• RECORDED INFORMATION:
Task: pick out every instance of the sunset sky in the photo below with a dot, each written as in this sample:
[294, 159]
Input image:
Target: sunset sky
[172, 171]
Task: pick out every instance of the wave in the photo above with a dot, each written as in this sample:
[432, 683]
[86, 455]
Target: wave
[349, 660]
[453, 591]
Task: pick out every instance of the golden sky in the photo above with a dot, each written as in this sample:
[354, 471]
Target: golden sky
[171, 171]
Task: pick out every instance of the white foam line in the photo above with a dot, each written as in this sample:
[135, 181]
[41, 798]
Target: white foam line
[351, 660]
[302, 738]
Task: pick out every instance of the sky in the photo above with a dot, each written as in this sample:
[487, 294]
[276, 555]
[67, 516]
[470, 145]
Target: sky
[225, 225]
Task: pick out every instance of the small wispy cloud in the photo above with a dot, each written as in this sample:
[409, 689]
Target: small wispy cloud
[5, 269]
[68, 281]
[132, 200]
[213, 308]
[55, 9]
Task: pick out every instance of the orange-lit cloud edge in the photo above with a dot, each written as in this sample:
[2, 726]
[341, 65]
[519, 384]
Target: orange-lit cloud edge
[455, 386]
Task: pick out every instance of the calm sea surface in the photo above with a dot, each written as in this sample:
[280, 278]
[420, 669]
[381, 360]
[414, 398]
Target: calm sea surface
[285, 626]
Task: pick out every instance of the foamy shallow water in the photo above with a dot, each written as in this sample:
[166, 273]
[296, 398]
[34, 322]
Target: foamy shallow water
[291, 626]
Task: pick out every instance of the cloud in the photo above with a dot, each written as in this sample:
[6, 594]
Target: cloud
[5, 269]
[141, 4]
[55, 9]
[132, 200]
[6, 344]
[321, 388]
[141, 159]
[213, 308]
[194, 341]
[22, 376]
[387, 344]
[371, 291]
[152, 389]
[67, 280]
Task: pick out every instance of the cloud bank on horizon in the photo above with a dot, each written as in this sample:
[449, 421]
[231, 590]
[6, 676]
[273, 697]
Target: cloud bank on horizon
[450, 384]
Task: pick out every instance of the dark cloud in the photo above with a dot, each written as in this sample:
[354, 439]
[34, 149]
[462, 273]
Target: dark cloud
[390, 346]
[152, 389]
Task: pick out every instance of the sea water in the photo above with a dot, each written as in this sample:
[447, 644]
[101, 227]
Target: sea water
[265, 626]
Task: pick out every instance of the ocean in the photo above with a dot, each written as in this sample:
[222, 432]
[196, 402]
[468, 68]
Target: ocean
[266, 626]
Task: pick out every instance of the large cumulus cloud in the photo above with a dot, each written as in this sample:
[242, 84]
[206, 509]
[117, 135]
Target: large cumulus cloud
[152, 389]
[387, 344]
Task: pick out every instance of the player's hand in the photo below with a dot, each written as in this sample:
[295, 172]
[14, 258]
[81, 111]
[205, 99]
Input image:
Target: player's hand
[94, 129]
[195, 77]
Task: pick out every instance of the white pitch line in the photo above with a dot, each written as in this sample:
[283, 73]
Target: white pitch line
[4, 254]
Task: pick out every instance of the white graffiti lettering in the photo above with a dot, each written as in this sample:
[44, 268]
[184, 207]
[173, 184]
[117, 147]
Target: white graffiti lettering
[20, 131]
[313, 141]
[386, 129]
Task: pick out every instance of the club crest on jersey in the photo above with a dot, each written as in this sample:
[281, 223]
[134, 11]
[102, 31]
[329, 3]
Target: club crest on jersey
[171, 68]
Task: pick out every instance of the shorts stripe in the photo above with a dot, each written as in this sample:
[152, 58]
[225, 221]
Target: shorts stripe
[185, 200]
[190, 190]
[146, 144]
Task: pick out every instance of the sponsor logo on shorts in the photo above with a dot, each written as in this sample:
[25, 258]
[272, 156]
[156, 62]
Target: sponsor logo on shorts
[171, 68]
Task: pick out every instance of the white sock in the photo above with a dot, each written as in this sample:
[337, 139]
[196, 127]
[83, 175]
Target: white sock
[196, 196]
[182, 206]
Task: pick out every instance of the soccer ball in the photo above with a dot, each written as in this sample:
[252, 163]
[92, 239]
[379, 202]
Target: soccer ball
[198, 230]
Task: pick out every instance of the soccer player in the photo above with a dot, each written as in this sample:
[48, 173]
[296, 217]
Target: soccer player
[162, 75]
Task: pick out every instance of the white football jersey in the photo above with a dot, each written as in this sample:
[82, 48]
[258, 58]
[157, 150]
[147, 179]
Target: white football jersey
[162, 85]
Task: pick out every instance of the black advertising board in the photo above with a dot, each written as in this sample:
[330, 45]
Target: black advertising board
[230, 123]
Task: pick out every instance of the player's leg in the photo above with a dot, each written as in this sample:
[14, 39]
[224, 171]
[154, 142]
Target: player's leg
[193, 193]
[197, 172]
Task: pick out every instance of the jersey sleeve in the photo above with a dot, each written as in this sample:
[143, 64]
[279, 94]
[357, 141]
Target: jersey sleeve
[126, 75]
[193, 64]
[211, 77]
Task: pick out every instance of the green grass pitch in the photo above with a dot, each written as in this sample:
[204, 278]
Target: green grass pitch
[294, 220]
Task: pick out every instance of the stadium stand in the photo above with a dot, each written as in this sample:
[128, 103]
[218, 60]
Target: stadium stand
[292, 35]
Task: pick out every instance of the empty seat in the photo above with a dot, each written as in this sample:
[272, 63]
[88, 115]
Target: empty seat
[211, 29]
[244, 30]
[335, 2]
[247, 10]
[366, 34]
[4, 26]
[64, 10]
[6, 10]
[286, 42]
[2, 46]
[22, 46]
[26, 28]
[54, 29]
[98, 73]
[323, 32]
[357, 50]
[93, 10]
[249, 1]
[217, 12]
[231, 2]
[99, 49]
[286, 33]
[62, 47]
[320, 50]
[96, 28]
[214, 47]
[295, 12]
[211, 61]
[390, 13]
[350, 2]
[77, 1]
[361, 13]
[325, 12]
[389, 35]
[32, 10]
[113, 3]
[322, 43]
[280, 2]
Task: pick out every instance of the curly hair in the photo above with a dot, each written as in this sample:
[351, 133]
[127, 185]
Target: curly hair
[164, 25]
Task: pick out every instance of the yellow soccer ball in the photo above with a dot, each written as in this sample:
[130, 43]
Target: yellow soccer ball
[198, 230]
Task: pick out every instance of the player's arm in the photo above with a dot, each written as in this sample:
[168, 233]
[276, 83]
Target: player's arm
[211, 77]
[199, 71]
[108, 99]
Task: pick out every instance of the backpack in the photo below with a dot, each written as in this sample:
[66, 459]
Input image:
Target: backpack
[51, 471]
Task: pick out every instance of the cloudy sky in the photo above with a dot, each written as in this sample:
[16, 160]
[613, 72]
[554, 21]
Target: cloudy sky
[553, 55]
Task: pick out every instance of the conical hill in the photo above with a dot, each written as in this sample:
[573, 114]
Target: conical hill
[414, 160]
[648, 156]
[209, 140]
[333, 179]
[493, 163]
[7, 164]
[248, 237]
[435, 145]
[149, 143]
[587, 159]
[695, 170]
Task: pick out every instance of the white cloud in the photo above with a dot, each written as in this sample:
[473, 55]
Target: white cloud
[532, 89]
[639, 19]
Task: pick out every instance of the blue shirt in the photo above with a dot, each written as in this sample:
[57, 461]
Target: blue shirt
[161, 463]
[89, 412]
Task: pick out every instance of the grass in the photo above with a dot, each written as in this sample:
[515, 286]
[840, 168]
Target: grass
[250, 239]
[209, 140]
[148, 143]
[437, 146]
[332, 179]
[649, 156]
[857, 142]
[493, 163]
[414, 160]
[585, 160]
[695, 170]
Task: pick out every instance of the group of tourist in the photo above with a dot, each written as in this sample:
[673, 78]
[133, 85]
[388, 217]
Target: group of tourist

• WHAT THIS TASK INVOLVES: Write out every entry again, keeping each line exactly the same.

• OUTPUT FOR THIS EXERCISE:
Task: pick out every instance of the sunset sky in the photo below with a dot, each written as in this sample:
[294, 159]
Input image:
Target: sunset sky
[172, 171]
Task: pick out every instance of the wave in the photo above with a dot, each written as in this sample:
[432, 683]
[86, 455]
Target: wave
[349, 660]
[453, 591]
Task: pick out every instance of the golden sky in the photo above with a dot, each written as in this sample:
[354, 471]
Target: golden sky
[171, 171]
Task: pick out every instance of the white foam line in the photo above with a dot, each written as in this sample:
[135, 181]
[41, 798]
Target: white foam line
[351, 660]
[302, 738]
Task: pick out every instance of the sky in the photo above with a dot, each written as in this sample:
[487, 294]
[276, 555]
[67, 516]
[470, 145]
Target: sky
[225, 225]
Task: pick out every instance of the small wispy cloud in the photo above with a dot, each written as in this sample:
[409, 689]
Target: small wispy cloud
[5, 269]
[68, 281]
[132, 200]
[213, 308]
[55, 9]
Task: pick out every instance of the orange-lit cloud edge in the photo above with a dot, each written as in this sample:
[2, 726]
[341, 65]
[519, 384]
Target: orange-lit cloud edge
[455, 386]
Task: pick out every instance of the calm sea surface in the photo above with a dot, each written as in this sample:
[280, 278]
[420, 669]
[381, 360]
[414, 398]
Target: calm sea surface
[285, 626]
Task: pick out every instance of the foamy shallow water in the photo above with a dot, each written as in this sample:
[166, 273]
[296, 398]
[34, 322]
Target: foamy shallow water
[291, 626]
Task: pick out every instance of the cloud in the photo above with a dot, each written as in this sample:
[6, 594]
Target: cloud
[5, 269]
[141, 4]
[55, 9]
[132, 200]
[6, 344]
[321, 388]
[141, 159]
[213, 308]
[194, 341]
[22, 376]
[387, 344]
[371, 291]
[152, 389]
[67, 280]
Task: pick out every instance of the cloud bank on horizon in the photo above with a dot, each written as in this sample:
[449, 421]
[231, 590]
[6, 676]
[273, 697]
Target: cloud bank on horizon
[450, 384]
Task: pick out every instance of the dark cloud in the photo above with a dot, each written as in this sample:
[354, 439]
[34, 149]
[462, 273]
Target: dark cloud
[390, 346]
[152, 389]
Task: pick out every instance of the sea water in the photo above with a dot, each written as in this sample:
[447, 644]
[101, 227]
Target: sea water
[265, 626]
Task: pick out every instance of the ocean in the photo above with a dot, each written as in this sample:
[222, 432]
[196, 402]
[468, 68]
Target: ocean
[266, 626]
Task: pick out every instance of the large cumulus cloud in the photo above with a dot, each written as in this sample:
[242, 84]
[206, 509]
[117, 135]
Target: large cumulus cloud
[152, 389]
[387, 344]
Task: pick out every instance of the player's hand in the photo below with a dot, each written as in this sample:
[295, 172]
[14, 258]
[81, 111]
[205, 99]
Input image:
Target: player's hand
[94, 129]
[195, 77]
Task: pick out every instance of the white pitch line in the photo above with a dot, each written as in this sample:
[283, 73]
Target: white pitch line
[4, 254]
Task: pick out every instance of the white graffiti lettering in the photo above with a dot, each written as in this sample:
[44, 268]
[184, 207]
[173, 184]
[117, 147]
Target: white graffiti lettering
[20, 131]
[313, 141]
[386, 129]
Task: pick out every instance of the club crest on jersey in the photo above with a dot, each written as in this sample:
[281, 223]
[134, 11]
[102, 31]
[329, 3]
Target: club crest on jersey
[171, 68]
Task: pick out every instance of the shorts stripe in the photo above with a dot, each written as in this sample:
[152, 58]
[225, 221]
Target: shorts stripe
[185, 200]
[190, 190]
[146, 144]
Task: pick out every instance of the sponsor logo on shorts in the photo above with a dot, each written as in this sample:
[25, 258]
[272, 156]
[156, 62]
Target: sponsor logo on shorts
[171, 68]
Task: pick out every instance of the white sock in the photo above with a dot, each written as in this sample:
[337, 139]
[196, 127]
[83, 175]
Target: white sock
[196, 196]
[182, 206]
Task: pick out every instance of the soccer ball in the photo above with a dot, each written as in this sample:
[252, 163]
[92, 239]
[379, 202]
Target: soccer ball
[198, 230]
Task: pick out every instance of the soccer player in the photo above with a dot, each written as in this sample:
[48, 173]
[296, 217]
Target: soccer player
[162, 75]
Task: pick out every instance of the white football jersey in the photo above with a dot, each written as in this sample:
[82, 48]
[258, 58]
[157, 150]
[147, 179]
Target: white football jersey
[162, 85]
Task: pick out every instance of the black advertising board in the photo above with a dot, each written as in this sample:
[330, 45]
Target: black advertising board
[230, 123]
Task: pick out every instance of the player's leg in the photo above with a dot, each written as in this sample:
[14, 39]
[224, 171]
[154, 142]
Target: player's leg
[193, 193]
[197, 172]
Task: pick out every instance of the jersey sleeve in the photo above with a dot, each written as in this sample:
[143, 64]
[279, 94]
[357, 141]
Target: jersey sleeve
[126, 75]
[193, 64]
[211, 77]
Task: pick out every instance of the green grass pitch in the photo above with a dot, each written as in this sample:
[204, 278]
Target: green grass pitch
[294, 220]
Task: pick out every instance of the stadium stand in the photo above with a dot, each written as in this sample:
[128, 103]
[218, 60]
Target: stadium stand
[292, 35]
Task: pick out every instance of the empty seat in the photo above with a dot, each written as in this sample:
[272, 63]
[88, 115]
Target: empty seat
[211, 29]
[244, 30]
[335, 2]
[247, 10]
[366, 34]
[4, 26]
[64, 10]
[6, 10]
[286, 42]
[2, 46]
[22, 46]
[26, 28]
[54, 29]
[98, 73]
[323, 32]
[357, 50]
[93, 10]
[249, 1]
[217, 12]
[231, 2]
[99, 49]
[286, 33]
[62, 47]
[320, 50]
[96, 28]
[214, 47]
[295, 12]
[211, 61]
[390, 13]
[350, 2]
[77, 1]
[361, 13]
[325, 12]
[389, 35]
[32, 10]
[113, 3]
[322, 43]
[280, 2]
Task: pick out every instance of the curly hair in the photo above with a dot, each written as in this sample:
[351, 133]
[127, 185]
Target: curly hair
[164, 25]
Task: pick out every instance of the yellow soccer ball in the photo above with a dot, each written as in this sample:
[130, 43]
Target: yellow soccer ball
[198, 230]
Task: pick out every instance of the player's arm in the photo above with a dot, each written as in this sample:
[168, 233]
[276, 83]
Target: player's arm
[211, 77]
[199, 71]
[108, 99]
Task: pick out every instance of the backpack in the photo below with a dot, each written as in this sample:
[66, 459]
Input image:
Target: backpack
[51, 471]
Task: pick out every instance of the cloudy sky in the photo above with a dot, each written as in this sample:
[16, 160]
[613, 72]
[554, 21]
Target: cloudy sky
[553, 55]
Task: pick out every instance of the conical hill in the photo above with a dot, each written as in this sample:
[573, 114]
Target: conical hill
[414, 160]
[648, 156]
[209, 140]
[333, 179]
[493, 163]
[7, 164]
[248, 237]
[435, 145]
[149, 143]
[587, 159]
[695, 170]
Task: pick out every instance of the white cloud in the photo above with a dot, each written as in this sample:
[473, 55]
Target: white cloud
[532, 89]
[639, 19]
Task: pick out every instance of the blue shirt in the photo above with a dot, each written as in this sample:
[57, 461]
Target: blue shirt
[161, 463]
[89, 412]
Task: pick out every instance of the grass in the photo above with a dot, each written as in this sample:
[515, 286]
[840, 168]
Target: grass
[250, 239]
[209, 140]
[148, 143]
[437, 146]
[332, 179]
[649, 156]
[857, 142]
[493, 163]
[414, 160]
[585, 160]
[695, 170]
Task: pick out every instance of the group of tourist in the photo above with a dot, each written as in this sample:
[673, 78]
[133, 85]
[388, 217]
Target: group of tourist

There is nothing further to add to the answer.